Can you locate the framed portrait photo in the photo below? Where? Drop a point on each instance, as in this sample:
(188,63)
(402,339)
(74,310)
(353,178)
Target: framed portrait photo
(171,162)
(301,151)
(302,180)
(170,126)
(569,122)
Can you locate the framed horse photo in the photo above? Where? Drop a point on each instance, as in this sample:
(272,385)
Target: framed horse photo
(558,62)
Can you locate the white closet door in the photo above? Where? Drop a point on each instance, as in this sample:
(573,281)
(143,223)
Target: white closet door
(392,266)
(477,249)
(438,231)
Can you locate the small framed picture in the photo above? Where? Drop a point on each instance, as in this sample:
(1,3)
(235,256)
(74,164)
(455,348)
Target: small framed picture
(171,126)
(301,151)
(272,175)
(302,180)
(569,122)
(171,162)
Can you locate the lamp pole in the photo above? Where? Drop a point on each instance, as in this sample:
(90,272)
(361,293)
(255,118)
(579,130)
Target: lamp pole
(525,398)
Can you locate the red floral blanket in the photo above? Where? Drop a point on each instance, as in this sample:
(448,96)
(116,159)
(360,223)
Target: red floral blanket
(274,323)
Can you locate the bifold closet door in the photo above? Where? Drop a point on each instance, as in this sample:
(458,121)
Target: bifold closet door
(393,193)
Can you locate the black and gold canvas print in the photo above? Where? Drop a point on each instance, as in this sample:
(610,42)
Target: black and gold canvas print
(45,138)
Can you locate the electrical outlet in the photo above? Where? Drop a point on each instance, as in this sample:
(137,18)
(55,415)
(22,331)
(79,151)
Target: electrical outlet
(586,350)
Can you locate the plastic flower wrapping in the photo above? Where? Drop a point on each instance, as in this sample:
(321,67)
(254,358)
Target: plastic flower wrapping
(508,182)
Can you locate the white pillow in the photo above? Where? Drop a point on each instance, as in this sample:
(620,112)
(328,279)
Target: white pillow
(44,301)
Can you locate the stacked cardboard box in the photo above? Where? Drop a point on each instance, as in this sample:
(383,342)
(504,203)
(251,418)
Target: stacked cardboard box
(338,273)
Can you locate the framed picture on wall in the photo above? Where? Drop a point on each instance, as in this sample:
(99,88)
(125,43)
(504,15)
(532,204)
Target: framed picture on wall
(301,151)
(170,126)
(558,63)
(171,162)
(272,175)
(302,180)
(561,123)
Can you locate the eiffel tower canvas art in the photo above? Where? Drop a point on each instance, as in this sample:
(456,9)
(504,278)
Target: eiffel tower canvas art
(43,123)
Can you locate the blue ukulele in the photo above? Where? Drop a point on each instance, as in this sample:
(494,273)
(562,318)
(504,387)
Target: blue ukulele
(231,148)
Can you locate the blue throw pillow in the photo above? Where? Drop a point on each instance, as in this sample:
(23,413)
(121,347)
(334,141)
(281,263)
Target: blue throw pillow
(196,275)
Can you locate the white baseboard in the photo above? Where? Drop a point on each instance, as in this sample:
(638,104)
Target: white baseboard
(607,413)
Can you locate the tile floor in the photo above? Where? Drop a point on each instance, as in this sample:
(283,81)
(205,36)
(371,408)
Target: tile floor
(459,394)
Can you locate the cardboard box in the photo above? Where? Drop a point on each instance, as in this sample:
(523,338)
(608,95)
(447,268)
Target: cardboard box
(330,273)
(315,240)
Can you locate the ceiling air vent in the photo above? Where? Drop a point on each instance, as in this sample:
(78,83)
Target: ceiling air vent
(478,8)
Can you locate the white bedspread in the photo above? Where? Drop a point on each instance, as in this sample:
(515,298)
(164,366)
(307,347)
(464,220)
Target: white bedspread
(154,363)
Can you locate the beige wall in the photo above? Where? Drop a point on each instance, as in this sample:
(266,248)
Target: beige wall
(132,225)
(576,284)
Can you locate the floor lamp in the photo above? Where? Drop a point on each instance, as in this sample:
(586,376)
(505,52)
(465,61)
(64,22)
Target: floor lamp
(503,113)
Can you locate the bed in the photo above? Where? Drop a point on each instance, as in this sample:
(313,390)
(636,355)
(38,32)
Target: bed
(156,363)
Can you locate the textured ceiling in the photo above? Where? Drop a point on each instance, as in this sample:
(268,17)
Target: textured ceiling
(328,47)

§ What is needed: The entries above need to be transcribed with no differences at all.

§ Answer space:
Can you locate the framed portrait photo in the photo below? Where? Drop a point on each instance, as in this sample:
(188,63)
(402,339)
(74,310)
(353,178)
Target: framed portrait photo
(171,162)
(301,151)
(302,180)
(170,126)
(569,122)
Can you locate the framed horse photo in the photo above? Where? Drop a point on each instance, as in this sample:
(272,385)
Target: framed horse photo
(558,62)
Can you locate the white closet door in the photo above? Where? Drop a point on each instance, as in this sample:
(573,281)
(143,223)
Target: white closet door
(392,266)
(477,249)
(438,231)
Can you locate the small framed picture in the photo above? Where? Drop a point on each instance, as in this sample:
(1,3)
(235,256)
(74,164)
(455,348)
Target: small framed picture
(171,126)
(301,151)
(272,175)
(302,180)
(569,122)
(171,162)
Can you locate the lamp pole in the photo above? Where? Drop a point on each instance, as in this sample:
(90,272)
(361,293)
(255,118)
(579,130)
Target: lamp pole
(525,398)
Can you locate the red floral blanket in the photo above? Where? Drop a point on each instance, as in this sample:
(448,96)
(116,159)
(360,223)
Target: red floral blanket
(274,323)
Can you locate the bifold closet door in the photo above? Where? Drop a point on each instance, as in this sample:
(458,121)
Target: bifold closet door
(393,193)
Can you locate the black and gold canvas print in the photo above? Where? Drop a point on each instance, as in this sample:
(610,42)
Target: black and gold canvas print
(45,138)
Can you locate the electrical outlet in the photo above? Where? Drop a point on each instance, as in this sample:
(137,18)
(55,415)
(22,331)
(79,151)
Target: electrical outlet
(586,350)
Can you locate the plastic flower wrapping in the photo above? Where? Drop a point on each instance, as in this sample:
(321,67)
(254,358)
Target: plastic flower wrapping
(508,182)
Can you locate the white pillow in the photo above? Where? Drop a point on each instance, as in this sample:
(620,112)
(328,279)
Target: white pillow
(44,301)
Can you locate the stacked cardboard box in the photo above? Where? Drop a point on each instance, as in this sample:
(383,342)
(504,203)
(251,418)
Target: stacked cardboard box
(338,273)
Can you locate the framed picture on wall in the photo above? Where? Drop a point on each instance, as in this sample:
(99,88)
(125,43)
(504,15)
(532,204)
Target: framed picture on wall
(301,151)
(170,126)
(558,63)
(171,162)
(272,175)
(302,180)
(561,123)
Can you locate the eiffel tower canvas art in the photo above? Where? Drop a point on each instance, as in this sample:
(456,9)
(504,278)
Target: eiffel tower canvas art
(43,123)
Can you locate the blue ukulele in the photo above? Where? Drop a point on each instance, as in this sample:
(494,273)
(562,318)
(504,387)
Target: blue ukulele
(231,148)
Can you locate the blue throw pillow in the photo above? Where? Drop a point on each instance, as in this sample:
(23,413)
(121,347)
(334,141)
(281,263)
Target: blue throw pillow
(196,275)
Can you locate the white baseboard in the photo above? Where? Drop a point on each instance, as in this sample:
(638,104)
Target: white baseboard
(607,413)
Can you locate the tile floor in the photo above? Where? Drop a point on each instance, as in this sample:
(283,81)
(205,36)
(371,408)
Target: tile floor
(459,394)
Can you locate the cardboard box in the photo above? Where? Drop a point on each instance, as in this sample:
(523,338)
(608,95)
(447,268)
Target: cardboard box
(330,273)
(315,240)
Can you locate the ceiling air vent in the photo above? Where? Drop a point on each instance, as in this sample:
(78,83)
Target: ceiling air vent
(478,8)
Can you locate the white bedspread in the photo above? Where? Drop a point on each instance, as in this sample:
(515,298)
(164,366)
(307,347)
(464,220)
Target: white bedspread
(154,363)
Can you locate the beige wall in the photo above? Where? Drop a point on each instance, as in this sample:
(266,248)
Target: beige wall
(132,225)
(576,284)
Can you locate the floor lamp in the photo above? Where? Drop a point on each instance, as in this sample:
(586,376)
(505,52)
(465,61)
(64,22)
Target: floor lamp
(503,113)
Can you locate the bed in the photo above? Where? Drop a point on each instance, as in this sample:
(313,390)
(636,355)
(38,32)
Target: bed
(156,363)
Can you locate the textured ceiling in the photo above? Where? Drop a point on each instance, as in this sample:
(268,17)
Target: textured ceiling
(328,47)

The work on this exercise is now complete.